WHAT THE EXERCISE ASKS » Continue the black bushbird text from where it stops.

EXERCISE TEXT »
+ + + + +

Scientific classification
- Kingdom: Animalia
- Phylum: Chordata
- Class: Aves
- Order: Passeriformes
- Family: Thamnophilidae
- Genus: Neoctantes P.L. Sclater, 1869
- Species: N. niger
- Binomial name: Neoctantes niger (Pelzeln, 1859)

= Black bushbird =

- Genus: Neoctantes
- Species: niger
- Authority: (Pelzeln, 1859)
- Conservation status: LC
- Parent authority: P.L. Sclater, 1869

Species of bird

The black bushbird (Neoctantes niger) is a species of bird in subfamily Thamnophilinae of family Thamnophilidae, the "typical antbirds". It is found in Brazil, Colombia, Ecuador, and Peru.

==Taxonomy and systematics==

The black bushbird was described by the Austrian ornithologist August von Pelzeln in 1859 and given the binomial name Xenops niger. The current genus Neoctantes was erected by the English zoologist Philip Sclater in 1869.

The black bushbird is the only member of genus Neoctantes and has no subspecies.

+ + + + +

[Referring expression grounding listing]
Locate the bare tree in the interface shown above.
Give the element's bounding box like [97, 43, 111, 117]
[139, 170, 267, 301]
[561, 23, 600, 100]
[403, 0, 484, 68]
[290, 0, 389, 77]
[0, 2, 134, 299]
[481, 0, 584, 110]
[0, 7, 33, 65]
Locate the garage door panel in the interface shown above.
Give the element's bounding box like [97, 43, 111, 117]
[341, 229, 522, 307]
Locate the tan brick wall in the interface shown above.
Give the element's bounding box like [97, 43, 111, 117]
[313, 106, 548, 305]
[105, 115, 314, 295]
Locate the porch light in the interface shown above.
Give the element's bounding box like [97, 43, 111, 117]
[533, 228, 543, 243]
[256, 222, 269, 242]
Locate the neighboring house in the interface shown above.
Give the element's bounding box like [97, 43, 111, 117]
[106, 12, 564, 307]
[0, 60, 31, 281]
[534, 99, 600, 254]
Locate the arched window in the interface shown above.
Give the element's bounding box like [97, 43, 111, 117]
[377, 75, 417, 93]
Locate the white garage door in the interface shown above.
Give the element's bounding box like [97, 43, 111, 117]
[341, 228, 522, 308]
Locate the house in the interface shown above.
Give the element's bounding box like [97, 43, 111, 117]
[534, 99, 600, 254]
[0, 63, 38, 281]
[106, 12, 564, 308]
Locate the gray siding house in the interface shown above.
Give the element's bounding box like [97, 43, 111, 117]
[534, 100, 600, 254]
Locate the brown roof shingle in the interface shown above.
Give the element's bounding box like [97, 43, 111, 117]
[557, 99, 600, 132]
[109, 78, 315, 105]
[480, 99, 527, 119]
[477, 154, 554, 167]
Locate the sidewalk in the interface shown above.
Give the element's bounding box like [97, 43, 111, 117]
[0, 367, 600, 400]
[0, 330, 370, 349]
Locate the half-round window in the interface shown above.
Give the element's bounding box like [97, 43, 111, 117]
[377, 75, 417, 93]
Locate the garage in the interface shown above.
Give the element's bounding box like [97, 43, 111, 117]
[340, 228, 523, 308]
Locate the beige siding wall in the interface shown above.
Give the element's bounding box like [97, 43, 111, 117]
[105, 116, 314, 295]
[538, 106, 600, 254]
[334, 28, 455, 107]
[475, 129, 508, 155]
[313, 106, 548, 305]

+ + + + +

FINAL ANSWER »
==Description==

The black bushbird is 15 to 16 cm long and weighs 29 to 32 g. It is rather stocky with a short tail and an unusual upturned bill. The sexes have different plumage. Adult males are entirely black except for a small, mostly hidden, patch of white between the shoulders. Adult females are mostly sooty black with a rufous breast and upper belly.

==Distribution and habitat==

The black bushbird has a disjunct distribution. The largest range encompasses south-central and southeastern Colombia, eastern Ecuador, northeastern and southeastern Peru, and western Brazil. Isolated ranges are scattered throughout central Amazonian Brazil. The species inhabits lowland terra firme and várzea evergreen forest; it is more common in the latter. It favors dense undergrowth along edges, in treefalls, and along swampy streams.

==Behavior==
===Movement===

The black bushbird is a year-round resident throughout its range.

===Feeding===

The black bushbird is thought to feed on insects and other arthropods. It forages singly or in pairs in dense vegetation from the ground up to about 10 m above it. It occasionally joins mixed-species feeding flocks that pass through its territory but does not travel with them. It forages mostly by picking, hammering, and digging into branches, woody vines, and rotten wood. It uses its unusual bill to wedge or flake off bark or pieces of the substrate.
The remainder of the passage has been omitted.